begin Input

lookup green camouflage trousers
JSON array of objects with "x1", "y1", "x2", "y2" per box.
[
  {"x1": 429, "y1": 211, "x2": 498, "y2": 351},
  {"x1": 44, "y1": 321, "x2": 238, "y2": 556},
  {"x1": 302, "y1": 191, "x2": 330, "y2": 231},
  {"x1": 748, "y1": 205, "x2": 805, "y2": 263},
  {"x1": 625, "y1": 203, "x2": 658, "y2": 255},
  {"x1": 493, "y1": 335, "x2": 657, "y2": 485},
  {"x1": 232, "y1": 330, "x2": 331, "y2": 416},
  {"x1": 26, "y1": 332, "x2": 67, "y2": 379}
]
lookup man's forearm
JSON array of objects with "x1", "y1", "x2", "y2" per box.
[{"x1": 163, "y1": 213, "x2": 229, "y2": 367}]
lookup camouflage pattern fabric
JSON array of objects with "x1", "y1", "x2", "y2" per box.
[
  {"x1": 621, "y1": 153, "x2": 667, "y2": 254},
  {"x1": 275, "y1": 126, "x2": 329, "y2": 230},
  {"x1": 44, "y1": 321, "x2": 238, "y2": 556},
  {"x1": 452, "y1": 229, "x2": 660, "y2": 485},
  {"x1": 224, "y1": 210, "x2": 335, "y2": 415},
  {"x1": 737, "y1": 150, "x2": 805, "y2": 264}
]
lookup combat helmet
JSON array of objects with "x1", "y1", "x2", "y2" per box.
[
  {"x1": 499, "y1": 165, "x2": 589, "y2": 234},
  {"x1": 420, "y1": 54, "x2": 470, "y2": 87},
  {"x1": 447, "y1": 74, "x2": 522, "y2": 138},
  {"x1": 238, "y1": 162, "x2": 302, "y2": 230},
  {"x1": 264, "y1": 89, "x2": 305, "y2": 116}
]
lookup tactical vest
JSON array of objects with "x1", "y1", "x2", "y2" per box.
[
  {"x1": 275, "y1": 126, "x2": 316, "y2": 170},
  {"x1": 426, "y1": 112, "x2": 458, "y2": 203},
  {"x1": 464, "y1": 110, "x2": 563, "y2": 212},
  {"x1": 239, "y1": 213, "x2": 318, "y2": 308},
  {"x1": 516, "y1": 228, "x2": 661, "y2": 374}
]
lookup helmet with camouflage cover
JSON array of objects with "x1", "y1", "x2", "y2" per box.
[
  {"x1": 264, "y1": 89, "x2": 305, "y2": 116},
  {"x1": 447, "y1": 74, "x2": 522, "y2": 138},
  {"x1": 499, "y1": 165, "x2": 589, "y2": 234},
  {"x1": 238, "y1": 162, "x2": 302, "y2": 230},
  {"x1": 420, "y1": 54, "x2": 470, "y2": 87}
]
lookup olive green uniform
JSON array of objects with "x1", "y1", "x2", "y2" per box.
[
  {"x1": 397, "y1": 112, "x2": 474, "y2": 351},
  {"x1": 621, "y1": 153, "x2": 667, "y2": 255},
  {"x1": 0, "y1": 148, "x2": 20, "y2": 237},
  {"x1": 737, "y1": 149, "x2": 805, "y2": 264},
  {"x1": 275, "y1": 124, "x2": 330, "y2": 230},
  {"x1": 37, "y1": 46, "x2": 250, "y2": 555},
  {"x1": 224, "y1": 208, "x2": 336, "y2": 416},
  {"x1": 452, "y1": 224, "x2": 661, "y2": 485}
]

end Input
begin Input

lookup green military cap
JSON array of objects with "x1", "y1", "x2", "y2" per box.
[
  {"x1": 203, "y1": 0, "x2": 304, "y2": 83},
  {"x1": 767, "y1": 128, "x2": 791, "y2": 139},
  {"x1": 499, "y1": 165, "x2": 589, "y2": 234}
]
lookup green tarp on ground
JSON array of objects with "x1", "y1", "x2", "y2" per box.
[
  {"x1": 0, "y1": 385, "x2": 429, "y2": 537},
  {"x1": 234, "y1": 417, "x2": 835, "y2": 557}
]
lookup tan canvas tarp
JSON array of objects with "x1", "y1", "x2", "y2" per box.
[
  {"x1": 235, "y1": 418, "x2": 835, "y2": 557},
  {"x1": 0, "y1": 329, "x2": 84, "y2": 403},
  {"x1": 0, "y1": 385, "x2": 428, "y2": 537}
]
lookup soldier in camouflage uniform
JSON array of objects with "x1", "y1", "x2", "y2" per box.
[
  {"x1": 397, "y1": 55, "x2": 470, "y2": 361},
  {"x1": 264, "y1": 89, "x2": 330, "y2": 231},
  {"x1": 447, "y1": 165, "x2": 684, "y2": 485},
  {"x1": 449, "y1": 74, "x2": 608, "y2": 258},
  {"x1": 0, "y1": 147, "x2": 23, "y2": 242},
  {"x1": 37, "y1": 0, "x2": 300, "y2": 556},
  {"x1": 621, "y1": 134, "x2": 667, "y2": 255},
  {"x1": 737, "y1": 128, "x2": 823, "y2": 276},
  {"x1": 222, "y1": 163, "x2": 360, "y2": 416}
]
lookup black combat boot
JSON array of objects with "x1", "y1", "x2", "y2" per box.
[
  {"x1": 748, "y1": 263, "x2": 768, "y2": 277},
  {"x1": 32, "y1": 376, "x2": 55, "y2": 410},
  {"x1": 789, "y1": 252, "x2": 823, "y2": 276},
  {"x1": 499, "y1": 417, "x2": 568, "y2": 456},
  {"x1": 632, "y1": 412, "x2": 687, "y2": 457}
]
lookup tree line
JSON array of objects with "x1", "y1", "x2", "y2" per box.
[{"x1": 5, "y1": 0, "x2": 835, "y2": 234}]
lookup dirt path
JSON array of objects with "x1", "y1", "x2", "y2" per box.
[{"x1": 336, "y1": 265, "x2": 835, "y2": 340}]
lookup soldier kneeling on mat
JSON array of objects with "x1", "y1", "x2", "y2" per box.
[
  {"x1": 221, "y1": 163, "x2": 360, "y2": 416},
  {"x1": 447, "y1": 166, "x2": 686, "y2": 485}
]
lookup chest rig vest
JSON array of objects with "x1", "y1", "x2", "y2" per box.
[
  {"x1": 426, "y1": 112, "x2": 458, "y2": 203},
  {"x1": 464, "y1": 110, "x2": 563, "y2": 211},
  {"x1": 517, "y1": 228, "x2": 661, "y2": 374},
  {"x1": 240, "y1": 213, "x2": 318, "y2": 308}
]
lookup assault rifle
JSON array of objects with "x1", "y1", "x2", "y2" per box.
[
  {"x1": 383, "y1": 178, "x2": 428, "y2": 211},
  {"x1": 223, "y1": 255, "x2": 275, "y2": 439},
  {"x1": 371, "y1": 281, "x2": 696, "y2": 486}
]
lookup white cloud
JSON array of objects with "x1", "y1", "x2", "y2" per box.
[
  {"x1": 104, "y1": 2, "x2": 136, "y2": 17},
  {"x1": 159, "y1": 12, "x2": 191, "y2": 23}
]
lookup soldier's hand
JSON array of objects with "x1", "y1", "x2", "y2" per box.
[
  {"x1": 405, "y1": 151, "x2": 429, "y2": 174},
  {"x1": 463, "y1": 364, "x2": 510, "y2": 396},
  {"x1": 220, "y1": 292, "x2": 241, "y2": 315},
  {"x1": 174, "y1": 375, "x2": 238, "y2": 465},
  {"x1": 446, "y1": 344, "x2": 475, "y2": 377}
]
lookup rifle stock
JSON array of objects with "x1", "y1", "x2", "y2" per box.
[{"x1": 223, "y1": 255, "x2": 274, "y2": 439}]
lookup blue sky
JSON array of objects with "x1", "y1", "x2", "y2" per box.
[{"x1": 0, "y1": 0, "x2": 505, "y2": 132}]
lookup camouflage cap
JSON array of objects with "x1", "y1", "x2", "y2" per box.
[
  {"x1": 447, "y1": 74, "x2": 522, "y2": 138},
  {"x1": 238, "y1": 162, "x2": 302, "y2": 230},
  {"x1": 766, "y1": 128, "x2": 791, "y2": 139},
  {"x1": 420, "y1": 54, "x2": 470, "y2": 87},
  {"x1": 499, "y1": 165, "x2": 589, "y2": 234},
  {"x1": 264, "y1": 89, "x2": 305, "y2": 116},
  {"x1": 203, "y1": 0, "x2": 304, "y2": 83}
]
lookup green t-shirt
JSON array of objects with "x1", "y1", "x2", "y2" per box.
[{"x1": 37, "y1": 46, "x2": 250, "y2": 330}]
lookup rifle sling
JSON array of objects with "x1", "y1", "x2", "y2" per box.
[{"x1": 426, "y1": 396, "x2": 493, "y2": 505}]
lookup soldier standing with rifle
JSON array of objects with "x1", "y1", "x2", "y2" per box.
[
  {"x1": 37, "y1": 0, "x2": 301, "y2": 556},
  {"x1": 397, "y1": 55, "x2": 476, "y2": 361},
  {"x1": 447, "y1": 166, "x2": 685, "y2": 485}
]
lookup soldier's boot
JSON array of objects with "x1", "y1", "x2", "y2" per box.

end Input

Task brief
Extract every line in the rows above that contains the word "green".

Completed task
lookup green camouflage trousers
lookup olive green uniform
lookup green military cap
lookup green tarp on ground
lookup green t-shirt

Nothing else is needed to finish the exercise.